What to do. Starting at the line that contains "If you could point at the stone pillar", transcribe every remaining line of the entries exactly, including the last one.

(Entries from a pointing dataset)
========

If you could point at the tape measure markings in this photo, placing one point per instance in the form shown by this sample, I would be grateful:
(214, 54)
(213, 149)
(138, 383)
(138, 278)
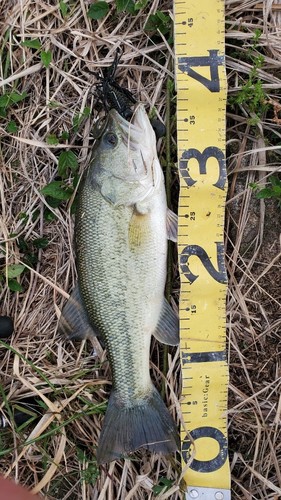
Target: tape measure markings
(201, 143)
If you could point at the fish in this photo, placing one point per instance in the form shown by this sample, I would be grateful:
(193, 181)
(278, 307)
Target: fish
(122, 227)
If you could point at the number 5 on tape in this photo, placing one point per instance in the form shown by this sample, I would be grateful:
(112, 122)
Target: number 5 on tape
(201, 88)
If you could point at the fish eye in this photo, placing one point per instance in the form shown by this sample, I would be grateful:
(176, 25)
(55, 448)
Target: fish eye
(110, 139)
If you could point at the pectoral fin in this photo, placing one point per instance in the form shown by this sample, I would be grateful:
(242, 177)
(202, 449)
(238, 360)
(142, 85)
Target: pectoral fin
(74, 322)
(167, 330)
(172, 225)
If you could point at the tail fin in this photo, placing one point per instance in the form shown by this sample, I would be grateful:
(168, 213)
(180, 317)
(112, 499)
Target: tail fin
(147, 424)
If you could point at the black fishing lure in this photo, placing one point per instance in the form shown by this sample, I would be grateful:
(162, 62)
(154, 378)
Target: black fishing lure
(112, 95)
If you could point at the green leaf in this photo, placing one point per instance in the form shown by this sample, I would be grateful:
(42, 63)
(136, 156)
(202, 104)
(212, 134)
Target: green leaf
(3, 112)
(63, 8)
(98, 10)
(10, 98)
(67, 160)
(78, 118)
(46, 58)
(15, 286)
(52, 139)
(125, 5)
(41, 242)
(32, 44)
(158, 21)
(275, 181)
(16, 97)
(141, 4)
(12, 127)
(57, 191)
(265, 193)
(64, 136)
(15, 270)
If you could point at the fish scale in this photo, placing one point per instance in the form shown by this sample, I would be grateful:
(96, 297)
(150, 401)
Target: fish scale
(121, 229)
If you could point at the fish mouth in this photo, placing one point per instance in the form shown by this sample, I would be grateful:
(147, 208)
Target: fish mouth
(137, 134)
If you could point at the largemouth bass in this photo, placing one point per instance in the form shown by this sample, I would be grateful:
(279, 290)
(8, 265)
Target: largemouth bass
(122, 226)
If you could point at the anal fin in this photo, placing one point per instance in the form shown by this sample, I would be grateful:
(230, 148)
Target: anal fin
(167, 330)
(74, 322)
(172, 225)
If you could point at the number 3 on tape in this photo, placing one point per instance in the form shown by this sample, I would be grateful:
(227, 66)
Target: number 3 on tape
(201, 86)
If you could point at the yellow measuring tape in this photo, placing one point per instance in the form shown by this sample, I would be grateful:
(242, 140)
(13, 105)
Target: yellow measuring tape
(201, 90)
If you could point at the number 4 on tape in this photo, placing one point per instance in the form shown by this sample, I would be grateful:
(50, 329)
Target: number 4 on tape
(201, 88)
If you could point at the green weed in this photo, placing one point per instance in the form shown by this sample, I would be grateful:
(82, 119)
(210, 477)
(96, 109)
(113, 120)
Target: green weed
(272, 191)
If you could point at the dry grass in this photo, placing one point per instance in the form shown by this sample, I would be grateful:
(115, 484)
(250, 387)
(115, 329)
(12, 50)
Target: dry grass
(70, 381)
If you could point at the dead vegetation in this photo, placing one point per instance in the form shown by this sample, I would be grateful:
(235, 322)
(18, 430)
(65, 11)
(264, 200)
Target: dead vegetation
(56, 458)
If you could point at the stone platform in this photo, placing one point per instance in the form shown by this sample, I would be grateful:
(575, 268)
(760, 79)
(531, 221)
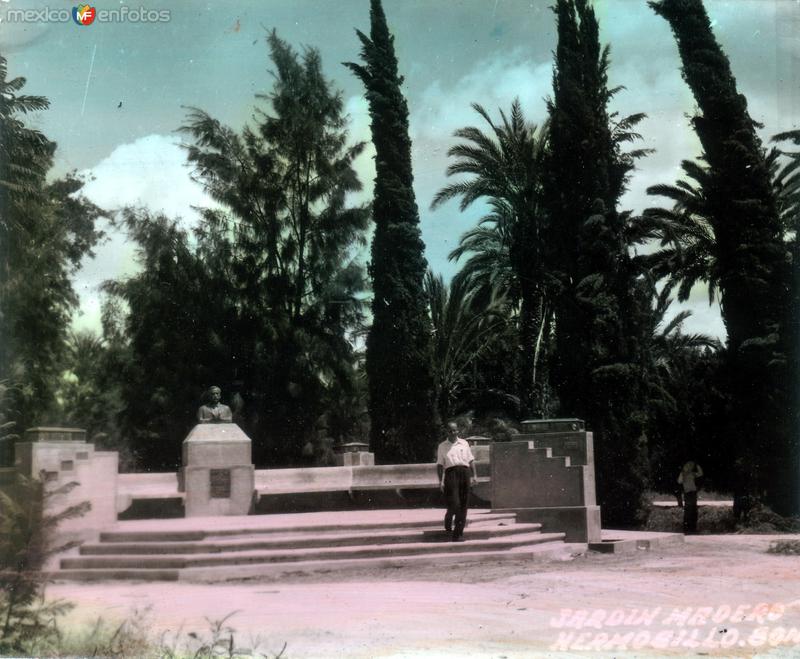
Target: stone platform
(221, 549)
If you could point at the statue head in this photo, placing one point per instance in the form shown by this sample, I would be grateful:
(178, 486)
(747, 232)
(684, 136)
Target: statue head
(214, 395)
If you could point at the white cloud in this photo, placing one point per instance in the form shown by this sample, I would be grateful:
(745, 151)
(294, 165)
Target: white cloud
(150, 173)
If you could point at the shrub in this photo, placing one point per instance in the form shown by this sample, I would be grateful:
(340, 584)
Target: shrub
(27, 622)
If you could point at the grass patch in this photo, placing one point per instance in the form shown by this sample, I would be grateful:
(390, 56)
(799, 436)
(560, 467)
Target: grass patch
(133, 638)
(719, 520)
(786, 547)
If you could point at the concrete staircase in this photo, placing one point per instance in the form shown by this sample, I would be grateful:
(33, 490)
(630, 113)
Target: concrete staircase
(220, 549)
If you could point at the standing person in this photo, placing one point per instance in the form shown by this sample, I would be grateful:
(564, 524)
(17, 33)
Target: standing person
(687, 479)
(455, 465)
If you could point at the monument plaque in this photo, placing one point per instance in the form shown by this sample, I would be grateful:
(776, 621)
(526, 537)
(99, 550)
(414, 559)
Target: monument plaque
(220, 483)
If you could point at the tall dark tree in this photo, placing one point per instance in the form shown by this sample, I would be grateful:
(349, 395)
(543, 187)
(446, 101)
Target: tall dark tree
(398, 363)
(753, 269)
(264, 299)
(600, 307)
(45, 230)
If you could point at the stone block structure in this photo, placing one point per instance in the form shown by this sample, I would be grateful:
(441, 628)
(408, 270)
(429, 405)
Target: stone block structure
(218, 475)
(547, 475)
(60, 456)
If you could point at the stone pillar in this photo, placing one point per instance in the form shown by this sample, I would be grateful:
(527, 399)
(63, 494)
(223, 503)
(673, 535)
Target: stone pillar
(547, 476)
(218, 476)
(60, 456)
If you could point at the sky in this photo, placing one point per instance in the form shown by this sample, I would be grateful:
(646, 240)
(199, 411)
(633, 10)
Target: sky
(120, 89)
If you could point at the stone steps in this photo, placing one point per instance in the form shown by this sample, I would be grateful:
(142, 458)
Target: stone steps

========

Right answer.
If you could point at the stone pillar in this photo, placing one point per instance in the form shown by this sample, I would be grateful:
(527, 399)
(63, 494)
(223, 503)
(673, 535)
Target: stone pillar
(547, 476)
(218, 476)
(60, 456)
If you could point at the sky in this photo, placing one point per instance in the form shown by this sample, I would be grateful:
(646, 240)
(199, 411)
(633, 10)
Target: sky
(120, 89)
If you could point at the stone steps in this photo, placing one point per instance in the form shown by this sample, I would be grateful:
(142, 458)
Target: stone steps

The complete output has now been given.